## PROBLEM
Could you please count how many lines in the data below hold the string "wearing"? Reply with only the number.
▼
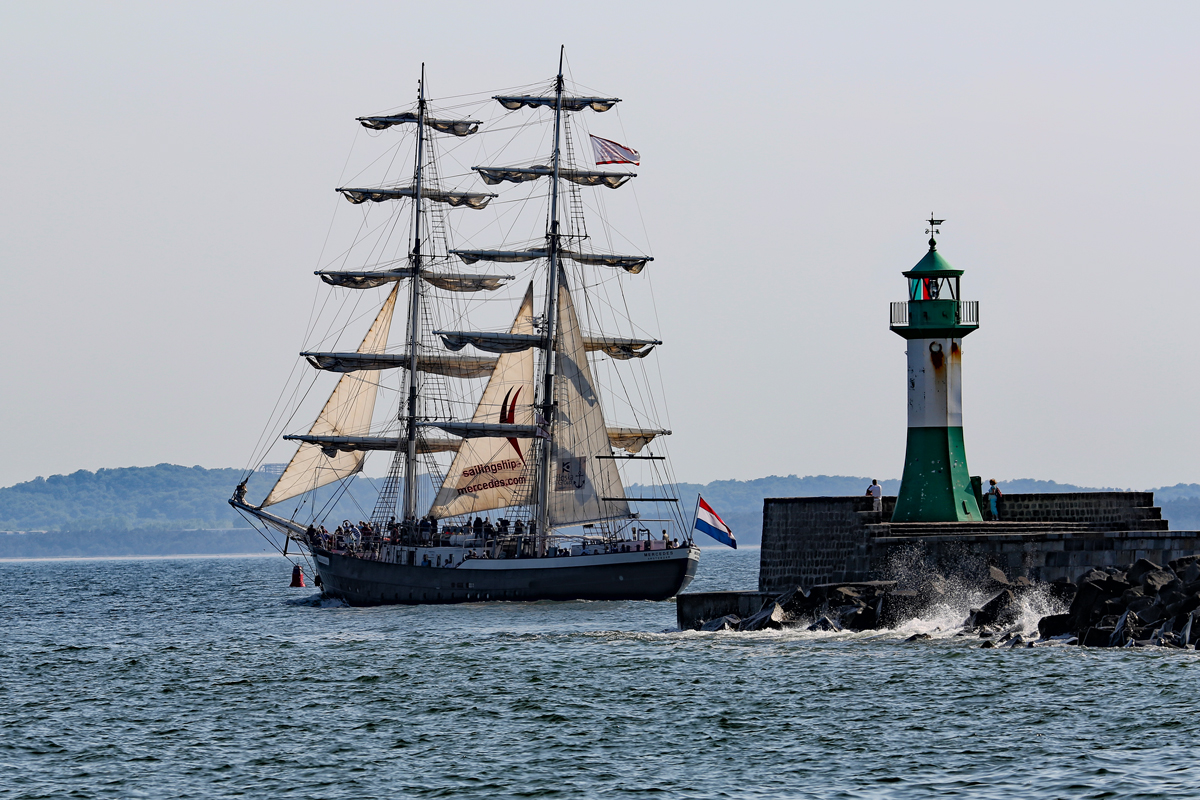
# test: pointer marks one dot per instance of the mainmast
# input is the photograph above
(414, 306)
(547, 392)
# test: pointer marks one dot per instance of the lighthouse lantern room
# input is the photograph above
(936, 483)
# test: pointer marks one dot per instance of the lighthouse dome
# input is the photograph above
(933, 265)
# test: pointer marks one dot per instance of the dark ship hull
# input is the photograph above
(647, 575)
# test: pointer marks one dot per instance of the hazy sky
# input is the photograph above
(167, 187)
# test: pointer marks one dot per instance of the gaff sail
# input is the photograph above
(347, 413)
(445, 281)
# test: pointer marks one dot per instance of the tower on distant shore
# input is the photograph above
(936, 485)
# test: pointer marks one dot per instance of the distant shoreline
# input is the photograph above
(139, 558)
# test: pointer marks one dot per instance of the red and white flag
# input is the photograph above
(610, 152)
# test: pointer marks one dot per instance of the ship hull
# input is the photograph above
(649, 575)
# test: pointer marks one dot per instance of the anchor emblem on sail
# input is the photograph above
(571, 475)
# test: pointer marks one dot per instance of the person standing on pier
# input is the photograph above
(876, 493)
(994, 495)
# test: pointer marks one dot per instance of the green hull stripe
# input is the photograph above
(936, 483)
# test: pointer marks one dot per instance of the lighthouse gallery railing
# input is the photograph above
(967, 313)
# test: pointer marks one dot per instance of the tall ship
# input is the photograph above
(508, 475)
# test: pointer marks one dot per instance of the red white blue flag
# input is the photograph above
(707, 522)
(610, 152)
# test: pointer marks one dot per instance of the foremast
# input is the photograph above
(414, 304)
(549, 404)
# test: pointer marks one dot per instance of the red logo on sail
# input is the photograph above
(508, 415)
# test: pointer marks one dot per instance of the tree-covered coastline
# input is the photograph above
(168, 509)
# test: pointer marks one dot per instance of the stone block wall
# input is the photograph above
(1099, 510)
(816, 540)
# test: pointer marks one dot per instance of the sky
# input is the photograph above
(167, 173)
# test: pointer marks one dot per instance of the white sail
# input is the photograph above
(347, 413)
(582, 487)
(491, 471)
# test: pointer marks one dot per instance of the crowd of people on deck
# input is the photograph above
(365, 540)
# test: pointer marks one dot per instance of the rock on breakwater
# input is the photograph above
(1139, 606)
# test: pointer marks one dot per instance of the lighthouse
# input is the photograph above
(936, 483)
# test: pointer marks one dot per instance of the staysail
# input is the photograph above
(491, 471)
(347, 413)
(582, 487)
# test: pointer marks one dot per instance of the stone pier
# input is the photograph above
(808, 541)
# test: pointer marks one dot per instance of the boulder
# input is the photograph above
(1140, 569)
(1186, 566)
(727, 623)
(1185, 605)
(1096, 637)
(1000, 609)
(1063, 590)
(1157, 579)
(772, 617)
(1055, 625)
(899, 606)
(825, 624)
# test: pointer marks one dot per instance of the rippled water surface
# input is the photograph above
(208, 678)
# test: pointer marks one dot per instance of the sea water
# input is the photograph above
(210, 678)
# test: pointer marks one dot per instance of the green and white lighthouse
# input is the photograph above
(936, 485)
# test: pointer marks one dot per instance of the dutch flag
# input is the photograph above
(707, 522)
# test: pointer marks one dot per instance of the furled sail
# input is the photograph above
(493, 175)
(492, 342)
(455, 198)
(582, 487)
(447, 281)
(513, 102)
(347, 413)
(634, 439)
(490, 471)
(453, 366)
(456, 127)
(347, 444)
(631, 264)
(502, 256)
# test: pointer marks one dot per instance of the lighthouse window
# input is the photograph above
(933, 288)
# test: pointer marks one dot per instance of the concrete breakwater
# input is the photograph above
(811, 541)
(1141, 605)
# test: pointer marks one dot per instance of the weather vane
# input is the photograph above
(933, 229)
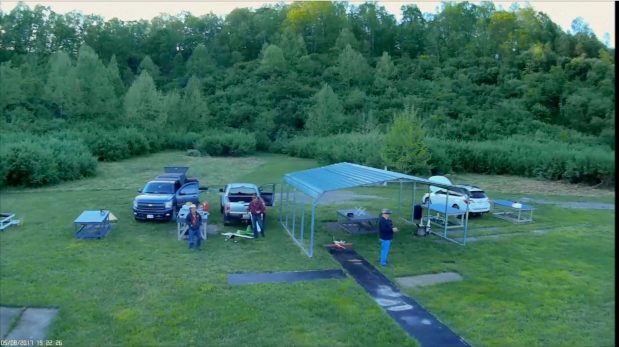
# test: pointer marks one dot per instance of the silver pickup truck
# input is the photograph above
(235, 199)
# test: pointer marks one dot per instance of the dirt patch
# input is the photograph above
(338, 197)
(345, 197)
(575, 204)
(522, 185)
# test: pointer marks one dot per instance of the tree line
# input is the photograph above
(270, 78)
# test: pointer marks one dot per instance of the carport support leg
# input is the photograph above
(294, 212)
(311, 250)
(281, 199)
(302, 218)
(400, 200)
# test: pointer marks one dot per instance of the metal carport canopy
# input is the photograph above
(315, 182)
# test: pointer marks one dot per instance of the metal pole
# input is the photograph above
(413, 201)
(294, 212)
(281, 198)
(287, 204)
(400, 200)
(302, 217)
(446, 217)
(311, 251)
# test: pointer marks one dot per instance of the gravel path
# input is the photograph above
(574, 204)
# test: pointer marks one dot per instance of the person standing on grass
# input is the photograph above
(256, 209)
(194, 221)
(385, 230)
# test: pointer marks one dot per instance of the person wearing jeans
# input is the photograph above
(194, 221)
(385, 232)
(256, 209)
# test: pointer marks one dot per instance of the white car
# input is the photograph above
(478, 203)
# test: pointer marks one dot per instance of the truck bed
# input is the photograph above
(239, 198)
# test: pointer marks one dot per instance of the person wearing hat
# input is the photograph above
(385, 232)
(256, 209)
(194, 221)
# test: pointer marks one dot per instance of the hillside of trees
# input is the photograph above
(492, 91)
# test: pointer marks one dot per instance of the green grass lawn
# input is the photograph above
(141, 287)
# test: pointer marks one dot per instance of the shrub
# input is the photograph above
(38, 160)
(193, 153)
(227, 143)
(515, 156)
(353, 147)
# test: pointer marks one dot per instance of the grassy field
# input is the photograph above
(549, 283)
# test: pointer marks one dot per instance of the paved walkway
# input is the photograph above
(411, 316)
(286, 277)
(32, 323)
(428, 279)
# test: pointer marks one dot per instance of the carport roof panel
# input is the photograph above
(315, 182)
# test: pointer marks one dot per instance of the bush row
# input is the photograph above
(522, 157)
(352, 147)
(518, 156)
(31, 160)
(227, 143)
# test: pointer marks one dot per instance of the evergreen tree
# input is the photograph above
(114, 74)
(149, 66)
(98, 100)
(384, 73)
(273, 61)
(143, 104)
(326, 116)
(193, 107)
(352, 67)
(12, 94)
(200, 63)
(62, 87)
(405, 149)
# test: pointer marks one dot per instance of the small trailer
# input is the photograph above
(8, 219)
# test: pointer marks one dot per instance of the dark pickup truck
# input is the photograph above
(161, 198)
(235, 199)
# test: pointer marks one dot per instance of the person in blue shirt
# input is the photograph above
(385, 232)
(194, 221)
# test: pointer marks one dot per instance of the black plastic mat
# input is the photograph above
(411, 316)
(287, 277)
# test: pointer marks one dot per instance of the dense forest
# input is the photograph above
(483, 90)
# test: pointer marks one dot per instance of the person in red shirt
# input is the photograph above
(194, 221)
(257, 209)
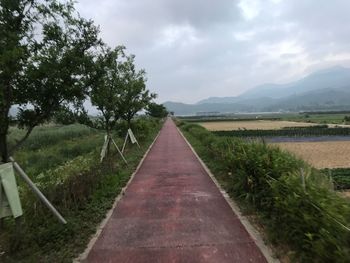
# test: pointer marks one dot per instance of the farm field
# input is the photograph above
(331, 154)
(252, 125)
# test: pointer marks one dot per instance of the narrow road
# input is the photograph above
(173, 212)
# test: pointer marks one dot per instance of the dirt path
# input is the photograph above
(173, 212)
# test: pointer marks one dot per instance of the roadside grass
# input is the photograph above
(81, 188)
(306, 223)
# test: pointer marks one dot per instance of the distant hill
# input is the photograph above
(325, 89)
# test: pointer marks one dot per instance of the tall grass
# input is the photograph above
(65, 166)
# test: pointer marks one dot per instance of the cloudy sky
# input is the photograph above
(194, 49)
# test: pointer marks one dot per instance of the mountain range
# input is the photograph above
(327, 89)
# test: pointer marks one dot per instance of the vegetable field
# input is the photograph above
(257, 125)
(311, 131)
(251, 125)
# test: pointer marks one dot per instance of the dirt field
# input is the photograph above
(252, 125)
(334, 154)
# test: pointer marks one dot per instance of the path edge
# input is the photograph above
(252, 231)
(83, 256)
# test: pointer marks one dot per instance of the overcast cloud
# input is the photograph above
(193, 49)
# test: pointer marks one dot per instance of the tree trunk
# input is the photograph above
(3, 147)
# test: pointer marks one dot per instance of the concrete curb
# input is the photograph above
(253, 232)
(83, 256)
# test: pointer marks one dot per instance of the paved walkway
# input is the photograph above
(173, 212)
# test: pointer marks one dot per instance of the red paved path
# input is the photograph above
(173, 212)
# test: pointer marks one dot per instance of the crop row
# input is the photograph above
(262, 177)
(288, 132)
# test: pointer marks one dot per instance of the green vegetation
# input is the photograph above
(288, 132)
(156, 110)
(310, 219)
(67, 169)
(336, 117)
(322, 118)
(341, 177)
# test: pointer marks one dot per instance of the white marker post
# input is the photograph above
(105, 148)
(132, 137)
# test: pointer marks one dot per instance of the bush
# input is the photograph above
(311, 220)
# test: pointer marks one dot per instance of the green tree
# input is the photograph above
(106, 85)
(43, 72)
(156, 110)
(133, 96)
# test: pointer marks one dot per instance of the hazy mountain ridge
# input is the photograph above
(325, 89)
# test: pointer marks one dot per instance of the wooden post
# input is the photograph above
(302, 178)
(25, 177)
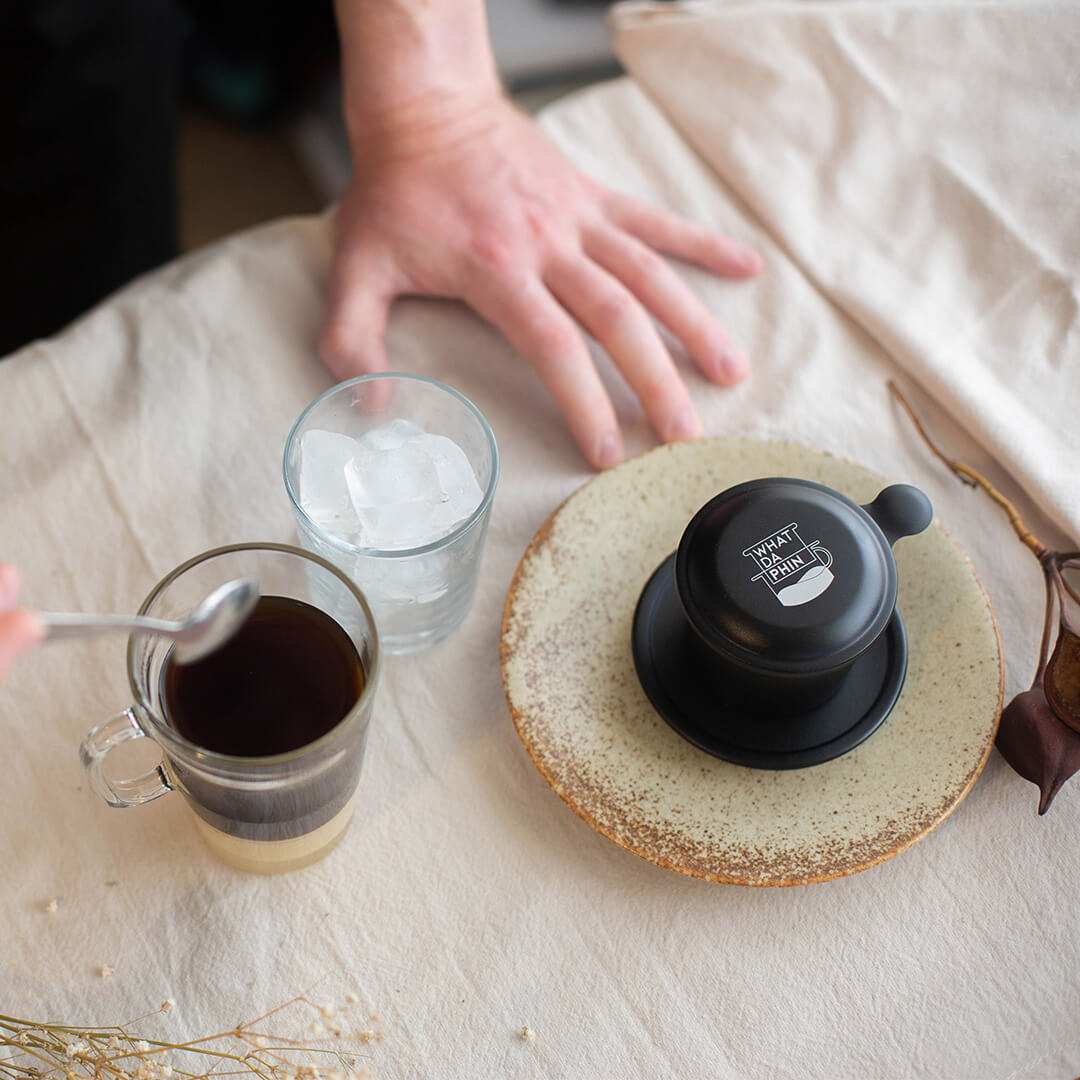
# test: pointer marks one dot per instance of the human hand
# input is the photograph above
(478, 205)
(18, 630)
▲
## EXPECTED OUTPUT
2